— SELECTED EXCERPT —
──────
Pretty commonly we get questions about incorporating bodybuilding work into weightlifting training programs—whether or not it’s necessary or beneficial, and if so, how to do it. Around here we call it beach work (like my coach Mike Burgener did) or flexercise, and I do incorporate it into some of my lifters’ programs at times. Following are my rationale and some guidelines.
 
 
When & Why
 
There are a few reasons to use beach work for lifters. The most obvious is when a lifter needs to gain some weight—this is a way to get some more volume in that encourages hypertrophy from the additional food instead of chub. Earlier in a training cycle (during the preparation phase, far out from competition), a little bodybuilding work is good for pretty much every lifter as long as they can manage the additional work in terms of energy and time. In these cases, it’s for general “fitness”—body composition, joint conditioning and stabilization (higher-reps and lower weight improve tendon strength), and yes, aesthetics for some (like has been said many times, if you look good, you feel good, and if you feel good, you play well). Bodybuilding work is reduced considerably as a lifter approaches a competition, and I’ll usually eliminate it completely at least 1-2 weeks out.
 
 
How
 
First of all, remember that you’re a weightlifter, not a bodybuilder, and train accordingly. If you’re a bodybuilder who wants to do some snatches and clean & jerks, it’s a totally different game.

Priorities
The most important thing to keep in mind is that this is accessory work—it is not even close to the most important training you’re doing. This means making sure you have a sensible training program to begin with that you can then add beach work to with minimal modifications if any. If you have to completely reconstruct your weightlifting program, you’re going overboard.

Frequency
One day per week for each bodypart or type of movement (e.g. upper body pressing or pulling) is plenty. Again, we’re not going for our pro cards and a Mr. Olympia invitation, just to not look like a runner.
──────
— Stored data entries —

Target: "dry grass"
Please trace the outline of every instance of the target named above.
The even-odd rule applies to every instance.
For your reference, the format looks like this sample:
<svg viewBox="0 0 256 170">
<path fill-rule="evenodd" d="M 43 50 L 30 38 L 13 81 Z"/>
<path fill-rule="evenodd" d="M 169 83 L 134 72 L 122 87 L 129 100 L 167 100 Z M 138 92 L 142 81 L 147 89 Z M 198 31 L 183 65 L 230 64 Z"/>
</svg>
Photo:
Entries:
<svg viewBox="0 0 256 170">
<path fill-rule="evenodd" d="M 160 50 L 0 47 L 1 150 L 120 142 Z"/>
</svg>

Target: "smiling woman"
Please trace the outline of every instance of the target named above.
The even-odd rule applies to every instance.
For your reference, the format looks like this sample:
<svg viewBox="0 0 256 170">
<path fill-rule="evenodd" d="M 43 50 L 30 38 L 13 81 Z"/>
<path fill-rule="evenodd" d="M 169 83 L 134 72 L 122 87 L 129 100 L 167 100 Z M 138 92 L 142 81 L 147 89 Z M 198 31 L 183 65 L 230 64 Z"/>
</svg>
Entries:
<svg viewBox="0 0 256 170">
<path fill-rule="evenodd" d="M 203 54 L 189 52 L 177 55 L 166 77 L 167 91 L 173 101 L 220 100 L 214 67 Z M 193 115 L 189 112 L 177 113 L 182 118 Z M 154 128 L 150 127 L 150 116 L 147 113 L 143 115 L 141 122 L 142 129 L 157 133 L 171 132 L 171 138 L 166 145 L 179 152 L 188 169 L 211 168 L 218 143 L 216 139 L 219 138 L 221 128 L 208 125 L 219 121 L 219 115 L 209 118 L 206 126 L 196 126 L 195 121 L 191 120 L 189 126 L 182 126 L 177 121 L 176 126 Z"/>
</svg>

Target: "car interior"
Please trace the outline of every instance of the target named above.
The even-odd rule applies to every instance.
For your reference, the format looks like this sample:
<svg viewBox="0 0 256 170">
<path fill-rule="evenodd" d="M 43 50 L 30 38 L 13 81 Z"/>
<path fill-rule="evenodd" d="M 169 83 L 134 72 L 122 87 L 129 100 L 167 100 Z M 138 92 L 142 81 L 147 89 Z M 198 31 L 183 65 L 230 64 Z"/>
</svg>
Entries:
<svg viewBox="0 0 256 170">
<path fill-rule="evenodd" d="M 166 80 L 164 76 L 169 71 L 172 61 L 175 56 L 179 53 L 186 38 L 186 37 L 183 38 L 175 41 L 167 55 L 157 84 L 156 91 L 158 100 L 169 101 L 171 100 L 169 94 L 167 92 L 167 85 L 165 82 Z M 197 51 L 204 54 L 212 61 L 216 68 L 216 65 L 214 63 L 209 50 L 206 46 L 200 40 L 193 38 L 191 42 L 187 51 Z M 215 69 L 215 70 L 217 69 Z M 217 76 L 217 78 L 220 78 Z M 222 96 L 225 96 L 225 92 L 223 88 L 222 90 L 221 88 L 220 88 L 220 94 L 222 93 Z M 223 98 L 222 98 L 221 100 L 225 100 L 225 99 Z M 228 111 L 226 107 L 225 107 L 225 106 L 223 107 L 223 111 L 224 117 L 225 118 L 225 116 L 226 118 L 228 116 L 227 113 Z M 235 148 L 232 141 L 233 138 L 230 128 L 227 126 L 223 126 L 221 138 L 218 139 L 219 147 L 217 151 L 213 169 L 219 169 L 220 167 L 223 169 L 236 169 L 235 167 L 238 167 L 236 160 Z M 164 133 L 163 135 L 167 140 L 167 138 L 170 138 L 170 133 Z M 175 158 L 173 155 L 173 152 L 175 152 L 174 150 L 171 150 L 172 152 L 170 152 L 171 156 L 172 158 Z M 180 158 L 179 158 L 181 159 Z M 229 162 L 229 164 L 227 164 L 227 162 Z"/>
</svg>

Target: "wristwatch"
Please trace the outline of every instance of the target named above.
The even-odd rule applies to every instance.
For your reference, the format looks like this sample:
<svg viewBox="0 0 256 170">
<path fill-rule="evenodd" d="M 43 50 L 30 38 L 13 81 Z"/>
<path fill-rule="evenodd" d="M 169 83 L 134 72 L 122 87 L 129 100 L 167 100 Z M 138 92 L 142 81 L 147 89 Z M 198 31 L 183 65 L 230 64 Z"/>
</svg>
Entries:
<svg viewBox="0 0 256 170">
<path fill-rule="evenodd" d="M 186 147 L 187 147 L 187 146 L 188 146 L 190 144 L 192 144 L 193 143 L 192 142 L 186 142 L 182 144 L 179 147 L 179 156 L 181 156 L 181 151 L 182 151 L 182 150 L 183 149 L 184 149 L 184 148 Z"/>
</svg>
──────
— TASK INSTRUCTIONS —
• a. Reproduce verbatim the passage of the beach work article from "First of all, remember" up to and including "like a runner.".
• b. Condense the paragraph of the beach work article beginning "There are a few reasons to use beach work" into a bulleted list of its main points.

— ANSWERS FOR THE EXERCISE —
• a.
First of all, remember that you’re a weightlifter, not a bodybuilder, and train accordingly. If you’re a bodybuilder who wants to do some snatches and clean & jerks, it’s a totally different game.

Priorities
The most important thing to keep in mind is that this is accessory work—it is not even close to the most important training you’re doing. This means making sure you have a sensible training program to begin with that you can then add beach work to with minimal modifications if any. If you have to completely reconstruct your weightlifting program, you’re going overboard.

Frequency
One day per week for each bodypart or type of movement (e.g. upper body pressing or pulling) is plenty. Again, we’re not going for our pro cards and a Mr. Olympia invitation, just to not look like a runner.

• b.
- Lifters who need to gain weight can use beach work to add volume, so the extra food builds muscle instead of fat.
- Early in a training cycle, during the preparation phase far from competition, some bodybuilding work suits nearly every lifter who can handle the added energy and time demands.
- In those cases it serves general fitness: body composition, joint conditioning and stabilization (higher reps at lower weight improve tendon strength), and aesthetics for some.
- It is cut back sharply as a competition approaches and usually dropped entirely at least 1–2 weeks out.